[Start SUPPLIED MATERIAL]

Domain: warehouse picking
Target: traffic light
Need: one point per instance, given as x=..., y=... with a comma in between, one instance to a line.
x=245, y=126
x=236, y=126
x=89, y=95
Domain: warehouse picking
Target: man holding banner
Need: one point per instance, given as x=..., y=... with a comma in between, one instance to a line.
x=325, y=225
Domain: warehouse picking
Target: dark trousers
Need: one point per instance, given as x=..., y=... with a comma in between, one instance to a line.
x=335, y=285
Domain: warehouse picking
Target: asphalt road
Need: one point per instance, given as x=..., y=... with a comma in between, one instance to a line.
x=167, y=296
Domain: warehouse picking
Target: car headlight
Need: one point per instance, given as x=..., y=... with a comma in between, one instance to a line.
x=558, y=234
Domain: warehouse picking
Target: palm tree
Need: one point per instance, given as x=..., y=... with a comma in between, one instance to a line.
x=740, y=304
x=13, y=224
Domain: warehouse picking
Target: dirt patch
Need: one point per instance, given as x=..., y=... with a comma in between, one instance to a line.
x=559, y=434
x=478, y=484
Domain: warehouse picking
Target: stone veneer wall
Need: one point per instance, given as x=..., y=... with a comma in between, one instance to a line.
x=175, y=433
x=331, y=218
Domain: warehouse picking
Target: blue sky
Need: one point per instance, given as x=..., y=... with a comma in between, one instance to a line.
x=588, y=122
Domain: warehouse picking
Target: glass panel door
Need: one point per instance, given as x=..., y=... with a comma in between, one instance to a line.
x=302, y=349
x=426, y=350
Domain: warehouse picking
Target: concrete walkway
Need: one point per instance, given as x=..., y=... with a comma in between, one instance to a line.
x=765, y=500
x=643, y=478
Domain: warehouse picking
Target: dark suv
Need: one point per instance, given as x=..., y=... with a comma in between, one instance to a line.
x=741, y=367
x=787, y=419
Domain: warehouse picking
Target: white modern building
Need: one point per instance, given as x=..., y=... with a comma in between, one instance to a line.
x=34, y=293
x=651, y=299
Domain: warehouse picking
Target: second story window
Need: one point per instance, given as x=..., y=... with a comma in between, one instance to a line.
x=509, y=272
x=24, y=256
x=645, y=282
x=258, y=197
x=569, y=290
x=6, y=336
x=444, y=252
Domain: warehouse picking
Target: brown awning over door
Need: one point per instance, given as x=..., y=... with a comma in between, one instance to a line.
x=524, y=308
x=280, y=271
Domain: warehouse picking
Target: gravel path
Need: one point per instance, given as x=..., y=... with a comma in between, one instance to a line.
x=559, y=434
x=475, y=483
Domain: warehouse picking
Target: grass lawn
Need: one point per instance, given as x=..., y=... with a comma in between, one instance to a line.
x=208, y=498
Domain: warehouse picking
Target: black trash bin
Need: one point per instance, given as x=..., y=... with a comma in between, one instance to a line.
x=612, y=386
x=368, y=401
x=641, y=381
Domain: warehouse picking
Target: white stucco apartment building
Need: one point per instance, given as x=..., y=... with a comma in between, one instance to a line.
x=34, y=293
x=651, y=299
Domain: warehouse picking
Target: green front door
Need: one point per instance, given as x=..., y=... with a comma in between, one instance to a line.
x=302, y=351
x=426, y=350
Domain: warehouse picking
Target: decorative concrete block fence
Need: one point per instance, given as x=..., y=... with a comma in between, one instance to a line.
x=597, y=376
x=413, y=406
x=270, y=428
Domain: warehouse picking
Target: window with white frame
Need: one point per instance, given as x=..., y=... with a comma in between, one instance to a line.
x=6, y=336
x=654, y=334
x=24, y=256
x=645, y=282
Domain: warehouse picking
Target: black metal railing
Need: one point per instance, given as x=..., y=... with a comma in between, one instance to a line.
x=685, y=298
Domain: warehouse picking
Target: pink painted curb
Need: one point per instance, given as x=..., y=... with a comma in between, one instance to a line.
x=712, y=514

[End SUPPLIED MATERIAL]

● WHAT IS NEEDED: Write out every record verbatim.

● EXERCISE ANSWER:
Domain: warehouse picking
Target: traffic light
Need: one point per instance, given as x=..., y=... with a comma in between, one instance to a line.
x=245, y=126
x=236, y=126
x=89, y=95
Domain: warehouse picking
Target: man holding banner
Need: one point per instance, given as x=..., y=... with a comma in between, one instance to a line.
x=325, y=225
Domain: warehouse picking
Target: dark trousers
Need: one point per instance, given as x=..., y=... with a comma in between, one instance to a line.
x=335, y=285
Domain: warehouse picking
Target: asphalt road
Need: one point per instance, given as x=..., y=... with a comma in between, one instance to a line.
x=167, y=296
Domain: warehouse picking
Target: car headlight
Need: one point per instance, given as x=..., y=... with a comma in between, one instance to a line.
x=558, y=234
Domain: warehouse picking
Target: palm tree
Need: one point per instance, given as x=..., y=... with a comma in between, one instance to a line.
x=740, y=304
x=13, y=224
Domain: warehouse picking
Target: dirt patch
Need: one point per instance, given as x=..., y=... with a comma in between, one instance to a line.
x=559, y=434
x=478, y=484
Domain: warehouse picking
Target: stone veneer wall
Need: one point per instance, given as x=..., y=... with a comma in between, one instance to a line.
x=175, y=433
x=331, y=218
Domain: warehouse picking
Target: blue sky
Need: one point per instance, given as x=..., y=... with a comma in between, one instance to a line.
x=588, y=122
Domain: warehouse picking
Target: glass panel door
Need: one point per instance, given as x=..., y=... with a comma in between, one instance to a line.
x=302, y=349
x=426, y=350
Domain: warehouse picking
Target: concrete walkway
Need: one point per instance, given as x=..., y=... with a comma in between, one instance to a line.
x=765, y=500
x=643, y=478
Domain: warehouse picking
Target: dark suv
Need: one point per instance, given as x=..., y=... with a comma in between, one instance to a line.
x=741, y=367
x=787, y=419
Domain: warehouse picking
Target: white modern building
Need: one point per instance, given as x=..., y=... with a comma in between, one instance to a line.
x=34, y=293
x=651, y=299
Domain: warehouse picking
Target: second story window
Need: one point per instance, given as x=..., y=... with a comma in between, one instance to a line.
x=509, y=272
x=24, y=256
x=645, y=282
x=258, y=197
x=569, y=290
x=6, y=336
x=444, y=252
Domain: warehouse picking
Target: brown awning over door
Need: one point per instance, given as x=..., y=... with a comma in between, one instance to a line.
x=524, y=308
x=280, y=271
Domain: warehouse picking
Target: gravel path
Need: one point per instance, given as x=..., y=... with a comma in between, one instance to a line.
x=559, y=434
x=475, y=483
Domain: warehouse picking
Target: grass lawn
Need: one point per instance, given as x=..., y=... with a comma in between, one instance to a line.
x=208, y=498
Domain: warehouse picking
Target: black trash bin
Need: one point per instance, given as x=..., y=... with a comma in between, one instance to a line.
x=612, y=386
x=368, y=401
x=641, y=381
Domain: warehouse picking
Target: white stucco apartment building
Need: one point per instance, given as x=..., y=... with a comma in between, one instance to a line.
x=34, y=293
x=651, y=299
Domain: warehouse picking
Target: green front door
Need: one point per instance, given as x=..., y=... with a comma in between, one instance to a line.
x=302, y=351
x=426, y=350
Domain: warehouse picking
Target: decorative concrete block fence
Need: one point per instance, given as x=..., y=... with a comma in between, one instance to a line.
x=597, y=376
x=413, y=406
x=270, y=428
Domain: warehouse picking
Target: window with white frame
Need: one point per instance, given as x=..., y=... with a comma in between, one instance to a line.
x=6, y=336
x=654, y=334
x=24, y=256
x=645, y=282
Domain: warehouse picking
Target: black metal railing
Need: one point per instance, given as x=..., y=... with a comma in between, one instance to a line.
x=685, y=298
Domain: warehouse picking
Target: pink painted curb
Need: one point per instance, given as x=..., y=... with a comma in between, one instance to a line.
x=712, y=514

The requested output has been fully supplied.